*Action item:*
Only the lines from the one containing "Target: gray nonskid deck" through the one containing "Target: white cloud" should be printed, exactly as they appear below, with both ends included.

┌──

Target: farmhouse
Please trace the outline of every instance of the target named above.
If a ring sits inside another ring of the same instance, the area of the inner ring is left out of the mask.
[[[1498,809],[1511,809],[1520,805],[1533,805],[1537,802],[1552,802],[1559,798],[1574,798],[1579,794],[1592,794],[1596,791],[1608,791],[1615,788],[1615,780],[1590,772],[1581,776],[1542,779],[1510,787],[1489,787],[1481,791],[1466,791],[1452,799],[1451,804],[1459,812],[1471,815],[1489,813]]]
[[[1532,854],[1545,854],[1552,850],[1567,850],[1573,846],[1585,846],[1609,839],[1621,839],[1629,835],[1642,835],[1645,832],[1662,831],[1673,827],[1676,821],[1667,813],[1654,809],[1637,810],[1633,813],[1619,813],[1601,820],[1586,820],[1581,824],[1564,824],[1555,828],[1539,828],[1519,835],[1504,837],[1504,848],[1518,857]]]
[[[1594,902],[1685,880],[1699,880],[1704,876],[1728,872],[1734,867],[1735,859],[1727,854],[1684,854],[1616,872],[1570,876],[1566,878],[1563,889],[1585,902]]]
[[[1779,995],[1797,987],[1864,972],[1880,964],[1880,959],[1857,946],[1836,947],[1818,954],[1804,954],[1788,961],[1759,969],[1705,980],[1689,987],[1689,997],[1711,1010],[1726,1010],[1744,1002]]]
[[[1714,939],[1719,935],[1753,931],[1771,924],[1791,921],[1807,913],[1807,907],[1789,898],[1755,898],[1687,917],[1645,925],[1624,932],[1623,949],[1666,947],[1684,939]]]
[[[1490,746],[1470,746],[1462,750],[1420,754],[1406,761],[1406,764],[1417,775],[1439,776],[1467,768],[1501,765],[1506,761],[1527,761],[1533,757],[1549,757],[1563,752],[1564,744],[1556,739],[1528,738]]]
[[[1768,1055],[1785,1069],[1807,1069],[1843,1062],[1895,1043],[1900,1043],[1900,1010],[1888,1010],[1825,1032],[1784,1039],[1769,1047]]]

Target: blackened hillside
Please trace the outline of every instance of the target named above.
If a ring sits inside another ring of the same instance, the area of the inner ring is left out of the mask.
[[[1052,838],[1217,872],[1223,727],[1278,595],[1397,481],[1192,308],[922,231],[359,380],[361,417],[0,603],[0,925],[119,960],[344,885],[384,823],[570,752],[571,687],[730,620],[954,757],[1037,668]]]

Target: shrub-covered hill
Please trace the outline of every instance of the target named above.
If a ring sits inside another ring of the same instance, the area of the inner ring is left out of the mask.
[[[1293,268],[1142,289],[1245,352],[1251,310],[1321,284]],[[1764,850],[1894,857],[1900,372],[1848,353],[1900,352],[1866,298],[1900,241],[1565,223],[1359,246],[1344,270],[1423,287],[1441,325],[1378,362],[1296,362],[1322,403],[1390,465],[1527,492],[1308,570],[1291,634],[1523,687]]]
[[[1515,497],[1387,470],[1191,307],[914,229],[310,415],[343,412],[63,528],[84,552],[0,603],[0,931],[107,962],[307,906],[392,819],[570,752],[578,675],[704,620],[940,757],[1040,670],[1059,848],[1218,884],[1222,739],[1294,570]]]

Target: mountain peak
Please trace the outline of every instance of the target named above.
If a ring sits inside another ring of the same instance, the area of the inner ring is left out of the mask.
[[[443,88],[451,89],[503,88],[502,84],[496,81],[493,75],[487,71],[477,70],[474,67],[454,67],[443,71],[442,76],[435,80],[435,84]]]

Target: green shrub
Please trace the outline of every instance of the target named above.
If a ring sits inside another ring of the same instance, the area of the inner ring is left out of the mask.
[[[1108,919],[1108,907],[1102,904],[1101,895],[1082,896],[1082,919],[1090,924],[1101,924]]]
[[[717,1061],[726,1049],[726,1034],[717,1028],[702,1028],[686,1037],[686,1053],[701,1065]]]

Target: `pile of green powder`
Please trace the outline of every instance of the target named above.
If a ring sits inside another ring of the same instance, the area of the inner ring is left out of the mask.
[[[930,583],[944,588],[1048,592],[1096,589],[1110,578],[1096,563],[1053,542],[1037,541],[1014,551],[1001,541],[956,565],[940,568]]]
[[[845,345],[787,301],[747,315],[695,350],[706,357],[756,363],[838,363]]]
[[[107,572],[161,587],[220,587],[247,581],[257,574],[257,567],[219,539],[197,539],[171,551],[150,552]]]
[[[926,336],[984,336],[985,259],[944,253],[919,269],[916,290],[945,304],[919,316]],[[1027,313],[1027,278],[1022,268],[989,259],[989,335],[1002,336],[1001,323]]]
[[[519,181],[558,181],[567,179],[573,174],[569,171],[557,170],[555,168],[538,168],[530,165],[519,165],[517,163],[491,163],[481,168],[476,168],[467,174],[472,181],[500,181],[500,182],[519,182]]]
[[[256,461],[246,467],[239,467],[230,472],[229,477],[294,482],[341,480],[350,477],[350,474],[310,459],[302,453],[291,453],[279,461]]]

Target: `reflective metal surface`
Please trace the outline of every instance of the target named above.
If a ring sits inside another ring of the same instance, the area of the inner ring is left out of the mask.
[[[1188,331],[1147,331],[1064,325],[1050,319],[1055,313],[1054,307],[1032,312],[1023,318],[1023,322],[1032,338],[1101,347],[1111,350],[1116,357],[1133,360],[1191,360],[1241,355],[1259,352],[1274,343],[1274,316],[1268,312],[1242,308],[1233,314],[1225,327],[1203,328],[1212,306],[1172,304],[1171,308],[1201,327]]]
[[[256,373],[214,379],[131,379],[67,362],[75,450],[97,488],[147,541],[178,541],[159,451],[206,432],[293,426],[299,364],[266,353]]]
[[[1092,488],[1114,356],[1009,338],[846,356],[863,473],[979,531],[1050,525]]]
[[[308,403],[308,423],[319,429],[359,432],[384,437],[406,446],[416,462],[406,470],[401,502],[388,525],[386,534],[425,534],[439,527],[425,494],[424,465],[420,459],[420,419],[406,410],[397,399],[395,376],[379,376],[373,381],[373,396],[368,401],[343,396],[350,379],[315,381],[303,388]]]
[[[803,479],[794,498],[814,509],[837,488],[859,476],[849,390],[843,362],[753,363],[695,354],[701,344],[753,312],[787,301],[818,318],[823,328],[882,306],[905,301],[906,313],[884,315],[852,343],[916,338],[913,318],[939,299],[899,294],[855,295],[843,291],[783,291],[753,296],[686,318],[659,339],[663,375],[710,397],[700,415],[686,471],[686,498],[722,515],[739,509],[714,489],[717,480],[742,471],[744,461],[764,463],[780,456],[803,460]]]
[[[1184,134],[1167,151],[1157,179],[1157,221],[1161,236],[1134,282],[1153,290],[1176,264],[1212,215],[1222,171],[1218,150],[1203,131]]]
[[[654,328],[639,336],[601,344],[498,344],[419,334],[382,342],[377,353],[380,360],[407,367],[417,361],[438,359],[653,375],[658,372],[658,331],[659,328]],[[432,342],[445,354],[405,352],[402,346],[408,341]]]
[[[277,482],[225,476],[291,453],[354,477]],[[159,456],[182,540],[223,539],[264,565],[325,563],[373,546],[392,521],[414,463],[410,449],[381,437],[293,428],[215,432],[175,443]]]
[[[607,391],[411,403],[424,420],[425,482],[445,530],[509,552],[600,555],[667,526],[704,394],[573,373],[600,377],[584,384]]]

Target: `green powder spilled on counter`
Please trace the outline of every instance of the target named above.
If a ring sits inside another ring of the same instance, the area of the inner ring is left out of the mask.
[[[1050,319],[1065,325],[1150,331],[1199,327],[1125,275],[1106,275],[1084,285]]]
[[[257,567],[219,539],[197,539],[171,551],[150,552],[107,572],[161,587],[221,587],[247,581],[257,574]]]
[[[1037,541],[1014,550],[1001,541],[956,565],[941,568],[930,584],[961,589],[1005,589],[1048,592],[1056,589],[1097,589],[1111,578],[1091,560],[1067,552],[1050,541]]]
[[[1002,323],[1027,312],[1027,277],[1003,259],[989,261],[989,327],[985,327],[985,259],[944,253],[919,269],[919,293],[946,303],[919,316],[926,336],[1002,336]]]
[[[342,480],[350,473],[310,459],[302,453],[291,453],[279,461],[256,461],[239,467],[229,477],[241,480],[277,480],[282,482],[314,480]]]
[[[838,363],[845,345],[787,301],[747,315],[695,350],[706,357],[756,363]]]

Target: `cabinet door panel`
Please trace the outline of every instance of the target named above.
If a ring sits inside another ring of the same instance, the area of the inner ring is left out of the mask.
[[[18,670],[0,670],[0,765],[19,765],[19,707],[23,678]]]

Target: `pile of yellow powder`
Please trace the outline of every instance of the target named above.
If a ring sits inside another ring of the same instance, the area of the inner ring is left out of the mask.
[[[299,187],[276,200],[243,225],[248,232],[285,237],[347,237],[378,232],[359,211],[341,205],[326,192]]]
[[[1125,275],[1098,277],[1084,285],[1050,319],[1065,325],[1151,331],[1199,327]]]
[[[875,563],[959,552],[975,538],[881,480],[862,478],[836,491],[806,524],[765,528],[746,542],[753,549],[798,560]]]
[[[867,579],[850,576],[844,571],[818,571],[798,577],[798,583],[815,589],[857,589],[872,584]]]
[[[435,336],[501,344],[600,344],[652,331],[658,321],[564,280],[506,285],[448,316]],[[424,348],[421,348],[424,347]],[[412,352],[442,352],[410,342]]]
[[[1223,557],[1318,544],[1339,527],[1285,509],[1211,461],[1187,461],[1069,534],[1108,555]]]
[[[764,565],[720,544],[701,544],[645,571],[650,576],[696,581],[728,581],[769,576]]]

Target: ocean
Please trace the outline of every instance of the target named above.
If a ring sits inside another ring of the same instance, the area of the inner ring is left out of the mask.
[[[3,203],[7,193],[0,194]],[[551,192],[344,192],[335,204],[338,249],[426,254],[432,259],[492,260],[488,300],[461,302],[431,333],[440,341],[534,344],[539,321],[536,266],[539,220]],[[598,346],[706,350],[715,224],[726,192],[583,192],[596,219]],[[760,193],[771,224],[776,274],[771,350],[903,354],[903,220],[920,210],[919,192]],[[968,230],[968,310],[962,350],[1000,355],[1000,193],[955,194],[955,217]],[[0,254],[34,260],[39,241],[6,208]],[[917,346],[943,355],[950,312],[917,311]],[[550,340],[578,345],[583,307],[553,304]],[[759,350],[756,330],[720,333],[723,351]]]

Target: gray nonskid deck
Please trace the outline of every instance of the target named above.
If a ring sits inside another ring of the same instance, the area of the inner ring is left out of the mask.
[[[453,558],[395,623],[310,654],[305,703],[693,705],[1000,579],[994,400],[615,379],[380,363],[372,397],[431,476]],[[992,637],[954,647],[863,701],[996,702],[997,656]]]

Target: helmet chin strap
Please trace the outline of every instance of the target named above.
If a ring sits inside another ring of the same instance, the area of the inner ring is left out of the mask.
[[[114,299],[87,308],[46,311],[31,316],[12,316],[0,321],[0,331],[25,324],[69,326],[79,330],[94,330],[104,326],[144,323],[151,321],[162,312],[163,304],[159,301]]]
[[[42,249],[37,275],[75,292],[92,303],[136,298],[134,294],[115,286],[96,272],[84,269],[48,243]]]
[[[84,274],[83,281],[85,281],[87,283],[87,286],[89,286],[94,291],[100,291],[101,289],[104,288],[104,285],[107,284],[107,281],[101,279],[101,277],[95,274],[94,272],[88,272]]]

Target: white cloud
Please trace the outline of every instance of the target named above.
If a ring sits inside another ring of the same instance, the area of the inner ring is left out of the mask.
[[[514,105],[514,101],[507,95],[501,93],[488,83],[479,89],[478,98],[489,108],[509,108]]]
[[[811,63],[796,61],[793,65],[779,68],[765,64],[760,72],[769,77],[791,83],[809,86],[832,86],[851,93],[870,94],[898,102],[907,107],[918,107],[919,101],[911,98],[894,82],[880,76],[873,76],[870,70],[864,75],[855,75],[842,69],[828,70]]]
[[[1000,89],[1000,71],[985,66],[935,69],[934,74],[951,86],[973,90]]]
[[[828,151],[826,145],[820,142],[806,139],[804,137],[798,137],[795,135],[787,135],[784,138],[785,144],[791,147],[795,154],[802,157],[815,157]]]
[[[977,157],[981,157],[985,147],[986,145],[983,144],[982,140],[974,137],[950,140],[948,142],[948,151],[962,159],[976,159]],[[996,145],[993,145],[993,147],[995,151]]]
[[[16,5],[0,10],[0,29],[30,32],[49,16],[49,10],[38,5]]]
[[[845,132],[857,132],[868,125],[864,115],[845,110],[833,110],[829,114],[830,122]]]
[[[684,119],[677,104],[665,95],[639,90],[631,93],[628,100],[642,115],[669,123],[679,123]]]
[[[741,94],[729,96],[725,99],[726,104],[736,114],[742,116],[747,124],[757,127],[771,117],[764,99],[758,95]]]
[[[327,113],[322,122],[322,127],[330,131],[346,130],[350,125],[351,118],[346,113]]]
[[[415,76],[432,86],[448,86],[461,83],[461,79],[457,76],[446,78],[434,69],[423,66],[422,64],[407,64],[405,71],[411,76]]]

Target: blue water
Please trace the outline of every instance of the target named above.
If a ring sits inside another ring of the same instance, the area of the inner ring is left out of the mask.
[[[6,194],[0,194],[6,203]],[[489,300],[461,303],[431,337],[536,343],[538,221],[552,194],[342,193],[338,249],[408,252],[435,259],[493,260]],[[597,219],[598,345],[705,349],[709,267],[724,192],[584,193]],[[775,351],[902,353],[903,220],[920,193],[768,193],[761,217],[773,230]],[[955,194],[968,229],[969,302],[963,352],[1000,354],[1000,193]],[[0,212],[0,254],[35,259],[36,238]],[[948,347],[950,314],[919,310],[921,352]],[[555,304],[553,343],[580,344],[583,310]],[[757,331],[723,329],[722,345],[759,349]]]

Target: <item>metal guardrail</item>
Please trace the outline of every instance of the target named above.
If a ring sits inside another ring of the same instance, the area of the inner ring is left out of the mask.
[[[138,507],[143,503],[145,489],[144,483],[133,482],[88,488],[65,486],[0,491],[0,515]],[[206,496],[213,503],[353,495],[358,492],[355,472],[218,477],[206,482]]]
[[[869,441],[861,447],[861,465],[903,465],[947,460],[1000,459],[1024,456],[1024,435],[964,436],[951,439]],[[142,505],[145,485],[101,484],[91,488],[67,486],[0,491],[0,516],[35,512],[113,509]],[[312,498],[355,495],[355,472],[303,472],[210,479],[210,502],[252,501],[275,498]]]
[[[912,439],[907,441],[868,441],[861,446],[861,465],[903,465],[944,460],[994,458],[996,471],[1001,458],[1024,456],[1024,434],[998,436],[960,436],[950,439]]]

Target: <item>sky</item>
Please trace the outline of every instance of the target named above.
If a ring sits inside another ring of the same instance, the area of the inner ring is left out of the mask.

└──

*Answer box:*
Target: gray nonskid deck
Please trace the outline of every instance of the target named above.
If a ring sits inside another ring of the same instance, the area of the inner ring is left out of the mask.
[[[453,558],[395,623],[310,654],[305,703],[693,705],[1000,579],[994,400],[615,379],[380,363],[372,397],[431,476]],[[992,637],[954,647],[863,701],[996,702],[997,656]]]

Target: helmet chin strap
Please trace the outline of every instance of the target named above.
If a ring sits inside another ring of the same instance, the area of the inner ring is left out of the mask.
[[[114,299],[87,308],[46,311],[31,316],[12,316],[0,321],[0,331],[25,324],[69,326],[79,330],[94,330],[104,326],[144,323],[151,321],[162,312],[163,304],[159,301]]]
[[[42,249],[37,275],[75,292],[92,303],[136,298],[134,294],[115,286],[96,272],[84,269],[48,243]]]
[[[84,274],[83,281],[85,281],[87,283],[87,286],[89,286],[94,291],[100,291],[101,289],[104,288],[104,285],[107,284],[107,281],[101,279],[101,277],[95,274],[94,272],[88,272]]]

Target: white cloud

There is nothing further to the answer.